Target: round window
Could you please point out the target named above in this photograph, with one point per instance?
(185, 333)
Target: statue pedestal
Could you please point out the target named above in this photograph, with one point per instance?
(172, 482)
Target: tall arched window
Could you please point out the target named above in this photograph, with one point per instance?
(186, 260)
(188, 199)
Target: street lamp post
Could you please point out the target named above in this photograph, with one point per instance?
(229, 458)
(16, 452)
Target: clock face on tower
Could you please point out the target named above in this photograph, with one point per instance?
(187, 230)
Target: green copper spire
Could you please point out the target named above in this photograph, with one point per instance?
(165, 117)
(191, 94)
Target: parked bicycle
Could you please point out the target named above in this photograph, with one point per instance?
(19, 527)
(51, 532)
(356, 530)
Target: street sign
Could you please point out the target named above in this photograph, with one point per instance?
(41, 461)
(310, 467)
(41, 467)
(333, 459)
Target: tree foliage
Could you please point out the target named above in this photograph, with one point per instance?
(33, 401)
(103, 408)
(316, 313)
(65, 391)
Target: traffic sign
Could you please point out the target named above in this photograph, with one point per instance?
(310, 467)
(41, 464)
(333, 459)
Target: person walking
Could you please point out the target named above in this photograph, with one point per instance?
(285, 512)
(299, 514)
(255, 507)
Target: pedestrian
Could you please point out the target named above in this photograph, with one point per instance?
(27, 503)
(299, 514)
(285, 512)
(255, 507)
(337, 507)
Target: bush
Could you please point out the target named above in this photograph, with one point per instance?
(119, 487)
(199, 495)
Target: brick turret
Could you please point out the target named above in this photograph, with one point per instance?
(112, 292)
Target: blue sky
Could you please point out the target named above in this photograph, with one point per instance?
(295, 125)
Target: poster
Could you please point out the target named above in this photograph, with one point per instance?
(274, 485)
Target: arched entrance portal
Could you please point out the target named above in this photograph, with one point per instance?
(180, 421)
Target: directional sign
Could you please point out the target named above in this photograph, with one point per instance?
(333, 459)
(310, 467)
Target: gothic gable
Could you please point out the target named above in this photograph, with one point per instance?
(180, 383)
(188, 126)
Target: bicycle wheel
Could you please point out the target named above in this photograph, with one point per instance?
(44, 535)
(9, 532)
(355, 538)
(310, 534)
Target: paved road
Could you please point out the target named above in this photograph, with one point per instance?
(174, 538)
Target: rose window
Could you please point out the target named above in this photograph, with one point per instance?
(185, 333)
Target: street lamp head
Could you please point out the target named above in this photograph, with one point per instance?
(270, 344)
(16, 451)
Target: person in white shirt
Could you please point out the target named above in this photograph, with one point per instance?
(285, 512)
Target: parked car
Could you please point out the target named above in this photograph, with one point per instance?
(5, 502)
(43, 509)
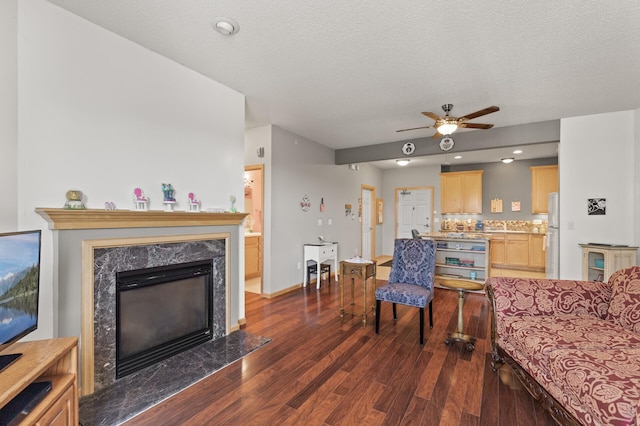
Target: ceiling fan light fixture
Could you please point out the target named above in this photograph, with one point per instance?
(226, 26)
(447, 127)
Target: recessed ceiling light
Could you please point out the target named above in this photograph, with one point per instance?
(226, 26)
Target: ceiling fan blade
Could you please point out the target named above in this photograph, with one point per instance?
(480, 113)
(475, 126)
(434, 117)
(413, 128)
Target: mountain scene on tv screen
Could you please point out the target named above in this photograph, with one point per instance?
(18, 302)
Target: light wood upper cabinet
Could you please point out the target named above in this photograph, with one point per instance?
(461, 192)
(544, 179)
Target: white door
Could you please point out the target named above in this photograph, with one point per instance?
(366, 223)
(415, 207)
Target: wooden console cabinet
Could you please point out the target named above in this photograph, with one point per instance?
(600, 261)
(55, 360)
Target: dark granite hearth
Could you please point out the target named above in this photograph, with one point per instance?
(139, 391)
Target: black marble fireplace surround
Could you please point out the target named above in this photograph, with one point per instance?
(110, 260)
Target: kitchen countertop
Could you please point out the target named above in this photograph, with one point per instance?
(475, 235)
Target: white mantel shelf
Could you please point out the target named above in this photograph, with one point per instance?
(110, 219)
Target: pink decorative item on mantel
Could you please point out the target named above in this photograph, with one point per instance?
(140, 201)
(193, 203)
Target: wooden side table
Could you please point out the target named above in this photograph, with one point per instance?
(362, 271)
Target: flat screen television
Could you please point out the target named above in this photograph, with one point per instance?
(19, 288)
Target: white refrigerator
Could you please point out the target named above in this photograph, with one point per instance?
(552, 265)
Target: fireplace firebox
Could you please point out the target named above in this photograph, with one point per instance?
(160, 312)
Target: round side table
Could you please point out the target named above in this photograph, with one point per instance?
(461, 285)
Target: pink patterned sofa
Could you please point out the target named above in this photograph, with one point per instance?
(575, 345)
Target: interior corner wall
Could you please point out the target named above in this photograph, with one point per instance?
(636, 178)
(406, 178)
(104, 115)
(8, 114)
(301, 167)
(253, 139)
(594, 163)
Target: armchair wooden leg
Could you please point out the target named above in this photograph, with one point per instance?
(431, 314)
(421, 326)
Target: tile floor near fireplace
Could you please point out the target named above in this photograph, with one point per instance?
(133, 394)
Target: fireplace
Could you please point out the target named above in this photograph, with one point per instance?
(92, 245)
(161, 312)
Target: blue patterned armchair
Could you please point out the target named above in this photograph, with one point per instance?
(410, 280)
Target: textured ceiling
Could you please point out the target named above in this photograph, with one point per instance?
(350, 73)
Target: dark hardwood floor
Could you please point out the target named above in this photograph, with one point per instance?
(318, 370)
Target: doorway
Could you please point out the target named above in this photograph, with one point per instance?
(414, 210)
(368, 232)
(253, 227)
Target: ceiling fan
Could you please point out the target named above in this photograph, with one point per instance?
(447, 125)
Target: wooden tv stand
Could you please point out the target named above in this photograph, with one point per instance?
(55, 360)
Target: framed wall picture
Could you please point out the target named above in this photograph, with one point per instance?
(596, 206)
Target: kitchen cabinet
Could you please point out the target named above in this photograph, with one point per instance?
(599, 261)
(544, 179)
(461, 192)
(252, 256)
(518, 251)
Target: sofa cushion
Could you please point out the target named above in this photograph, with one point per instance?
(530, 296)
(538, 336)
(624, 308)
(603, 384)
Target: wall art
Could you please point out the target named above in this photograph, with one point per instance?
(597, 206)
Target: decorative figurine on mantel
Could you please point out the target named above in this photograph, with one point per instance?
(169, 199)
(140, 201)
(194, 203)
(233, 204)
(74, 200)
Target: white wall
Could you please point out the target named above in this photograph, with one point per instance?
(595, 162)
(103, 115)
(295, 167)
(8, 115)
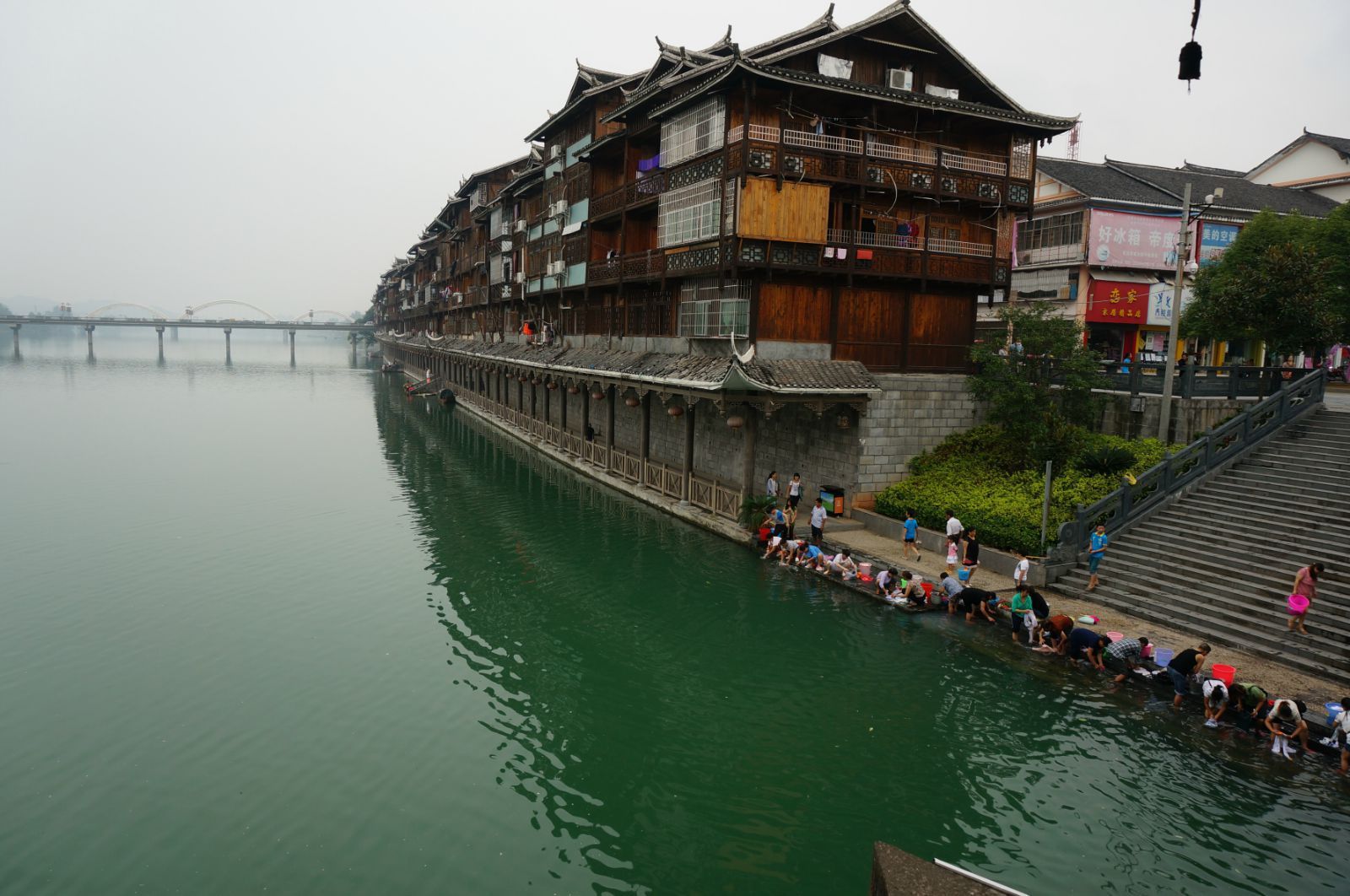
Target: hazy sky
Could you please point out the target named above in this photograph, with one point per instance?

Written exercise: Copy exactly, please, the lines that run from the line holding "Target: kitchen cabinet" through the closing line of the material above, omitting every picture.

Result of this exercise:
Target: kitchen cabinet
Could you please point out the target named above in this photograph, with one point per instance?
(599, 261)
(544, 179)
(461, 192)
(252, 256)
(518, 251)
Target: sofa cushion
Could you please point out the target named above in this photograph, with one point per instance?
(530, 296)
(538, 336)
(624, 308)
(603, 384)
Target: wall art
Could you please point out the target named above in this photograph, with one point per instance?
(597, 206)
Target: decorative figurine on mantel
Could you please point out the target named above in this photograph, with one point per instance?
(169, 199)
(140, 201)
(194, 203)
(233, 204)
(74, 200)
Target: white wall
Could you please point out the target named above in this photograph, with one point per instance?
(595, 162)
(103, 115)
(295, 167)
(8, 115)
Target: hazy sky
Could you please point out the target named above in this photograph, with one point per instance?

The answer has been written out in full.